_INSTRUCTIONS FOR THE TASK:_ Count the lines in the items below that contain the word "green", and reply with only that number.

>> Begin DATASET RECORDS

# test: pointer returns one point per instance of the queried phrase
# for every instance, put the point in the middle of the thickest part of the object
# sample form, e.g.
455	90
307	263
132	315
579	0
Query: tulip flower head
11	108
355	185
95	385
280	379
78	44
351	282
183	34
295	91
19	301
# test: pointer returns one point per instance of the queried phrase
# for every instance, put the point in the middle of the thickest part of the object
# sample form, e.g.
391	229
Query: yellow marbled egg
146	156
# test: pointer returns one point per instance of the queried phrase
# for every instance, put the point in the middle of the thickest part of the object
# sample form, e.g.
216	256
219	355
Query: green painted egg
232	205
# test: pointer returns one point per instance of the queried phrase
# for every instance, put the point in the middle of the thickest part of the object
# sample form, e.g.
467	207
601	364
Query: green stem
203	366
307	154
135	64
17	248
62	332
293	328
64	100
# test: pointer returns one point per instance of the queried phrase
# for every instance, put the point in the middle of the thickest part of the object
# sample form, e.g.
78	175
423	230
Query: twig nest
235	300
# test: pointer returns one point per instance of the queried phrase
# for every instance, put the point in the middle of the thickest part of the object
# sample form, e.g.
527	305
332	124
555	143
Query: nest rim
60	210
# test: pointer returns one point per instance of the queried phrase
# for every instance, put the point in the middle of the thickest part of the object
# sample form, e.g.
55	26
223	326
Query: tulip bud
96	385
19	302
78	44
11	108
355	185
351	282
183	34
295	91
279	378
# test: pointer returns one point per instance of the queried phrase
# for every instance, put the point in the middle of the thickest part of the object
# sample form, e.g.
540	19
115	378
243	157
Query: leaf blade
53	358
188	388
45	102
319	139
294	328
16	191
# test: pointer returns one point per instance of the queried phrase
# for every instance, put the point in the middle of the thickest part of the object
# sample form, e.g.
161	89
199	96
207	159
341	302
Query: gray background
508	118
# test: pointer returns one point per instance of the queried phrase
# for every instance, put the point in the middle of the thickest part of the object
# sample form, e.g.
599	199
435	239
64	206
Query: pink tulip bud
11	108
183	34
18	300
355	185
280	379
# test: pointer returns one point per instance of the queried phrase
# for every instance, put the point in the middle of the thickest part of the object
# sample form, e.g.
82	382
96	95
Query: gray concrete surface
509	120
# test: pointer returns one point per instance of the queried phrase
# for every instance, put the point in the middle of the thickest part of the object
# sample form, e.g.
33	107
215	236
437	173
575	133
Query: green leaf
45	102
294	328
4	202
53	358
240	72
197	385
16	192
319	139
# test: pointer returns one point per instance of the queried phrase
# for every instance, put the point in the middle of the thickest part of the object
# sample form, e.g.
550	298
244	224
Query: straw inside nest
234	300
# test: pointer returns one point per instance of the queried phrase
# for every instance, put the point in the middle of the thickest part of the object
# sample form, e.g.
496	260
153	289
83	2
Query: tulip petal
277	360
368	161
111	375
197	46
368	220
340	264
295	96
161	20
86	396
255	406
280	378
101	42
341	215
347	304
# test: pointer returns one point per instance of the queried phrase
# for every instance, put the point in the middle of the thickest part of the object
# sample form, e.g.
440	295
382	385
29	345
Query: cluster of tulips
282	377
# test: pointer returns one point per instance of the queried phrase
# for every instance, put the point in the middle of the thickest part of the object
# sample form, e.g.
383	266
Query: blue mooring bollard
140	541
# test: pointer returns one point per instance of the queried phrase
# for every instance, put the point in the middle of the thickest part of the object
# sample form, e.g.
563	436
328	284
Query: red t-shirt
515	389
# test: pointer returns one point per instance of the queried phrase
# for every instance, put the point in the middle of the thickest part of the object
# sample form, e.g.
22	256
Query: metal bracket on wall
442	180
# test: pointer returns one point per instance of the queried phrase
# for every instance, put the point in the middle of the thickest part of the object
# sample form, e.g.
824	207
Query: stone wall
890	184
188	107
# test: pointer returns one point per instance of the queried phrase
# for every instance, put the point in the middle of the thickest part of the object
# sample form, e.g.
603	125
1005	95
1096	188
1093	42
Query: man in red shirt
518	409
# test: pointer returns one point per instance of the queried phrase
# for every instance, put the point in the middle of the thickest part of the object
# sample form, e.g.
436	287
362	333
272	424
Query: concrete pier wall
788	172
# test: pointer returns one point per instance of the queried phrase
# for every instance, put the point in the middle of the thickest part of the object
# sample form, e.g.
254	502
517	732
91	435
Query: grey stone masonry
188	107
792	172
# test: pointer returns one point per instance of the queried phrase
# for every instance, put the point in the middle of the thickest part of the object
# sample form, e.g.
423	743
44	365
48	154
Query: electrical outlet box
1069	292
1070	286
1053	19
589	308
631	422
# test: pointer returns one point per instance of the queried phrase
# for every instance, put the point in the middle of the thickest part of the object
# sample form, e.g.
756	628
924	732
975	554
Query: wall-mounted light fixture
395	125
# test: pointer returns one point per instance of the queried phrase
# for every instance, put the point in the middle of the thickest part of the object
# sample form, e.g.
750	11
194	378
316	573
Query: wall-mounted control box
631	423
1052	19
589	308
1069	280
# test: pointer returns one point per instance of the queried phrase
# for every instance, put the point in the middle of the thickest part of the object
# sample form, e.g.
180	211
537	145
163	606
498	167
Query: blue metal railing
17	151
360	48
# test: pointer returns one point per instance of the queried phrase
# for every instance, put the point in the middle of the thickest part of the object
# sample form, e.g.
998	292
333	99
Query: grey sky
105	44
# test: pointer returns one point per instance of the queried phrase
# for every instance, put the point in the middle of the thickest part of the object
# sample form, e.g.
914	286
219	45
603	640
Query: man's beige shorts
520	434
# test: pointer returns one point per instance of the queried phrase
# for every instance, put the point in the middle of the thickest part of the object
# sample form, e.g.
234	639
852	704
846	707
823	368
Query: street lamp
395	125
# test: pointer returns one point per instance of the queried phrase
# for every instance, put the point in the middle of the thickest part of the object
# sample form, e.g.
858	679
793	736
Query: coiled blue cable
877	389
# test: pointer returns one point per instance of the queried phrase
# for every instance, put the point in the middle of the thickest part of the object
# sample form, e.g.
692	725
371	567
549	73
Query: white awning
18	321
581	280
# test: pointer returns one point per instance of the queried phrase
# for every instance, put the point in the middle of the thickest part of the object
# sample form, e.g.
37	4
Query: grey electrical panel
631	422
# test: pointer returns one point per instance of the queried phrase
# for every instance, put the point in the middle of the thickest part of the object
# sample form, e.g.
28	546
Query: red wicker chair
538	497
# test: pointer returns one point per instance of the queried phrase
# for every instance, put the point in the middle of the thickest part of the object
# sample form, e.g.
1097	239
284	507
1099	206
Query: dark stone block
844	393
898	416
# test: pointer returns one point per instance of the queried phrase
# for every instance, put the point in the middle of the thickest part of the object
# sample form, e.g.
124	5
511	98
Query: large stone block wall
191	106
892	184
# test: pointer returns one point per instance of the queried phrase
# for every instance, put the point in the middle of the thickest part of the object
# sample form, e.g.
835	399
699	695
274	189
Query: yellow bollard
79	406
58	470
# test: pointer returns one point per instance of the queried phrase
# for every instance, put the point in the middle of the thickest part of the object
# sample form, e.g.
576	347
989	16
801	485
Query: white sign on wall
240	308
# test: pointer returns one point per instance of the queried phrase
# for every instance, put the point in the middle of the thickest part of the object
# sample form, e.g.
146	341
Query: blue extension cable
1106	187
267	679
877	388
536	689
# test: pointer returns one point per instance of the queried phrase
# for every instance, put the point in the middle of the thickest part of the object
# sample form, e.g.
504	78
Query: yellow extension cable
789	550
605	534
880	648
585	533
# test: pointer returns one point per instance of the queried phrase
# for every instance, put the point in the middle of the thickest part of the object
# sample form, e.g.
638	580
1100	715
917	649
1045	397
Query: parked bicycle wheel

>> End DATASET RECORDS

_FULL ANSWER:_ 3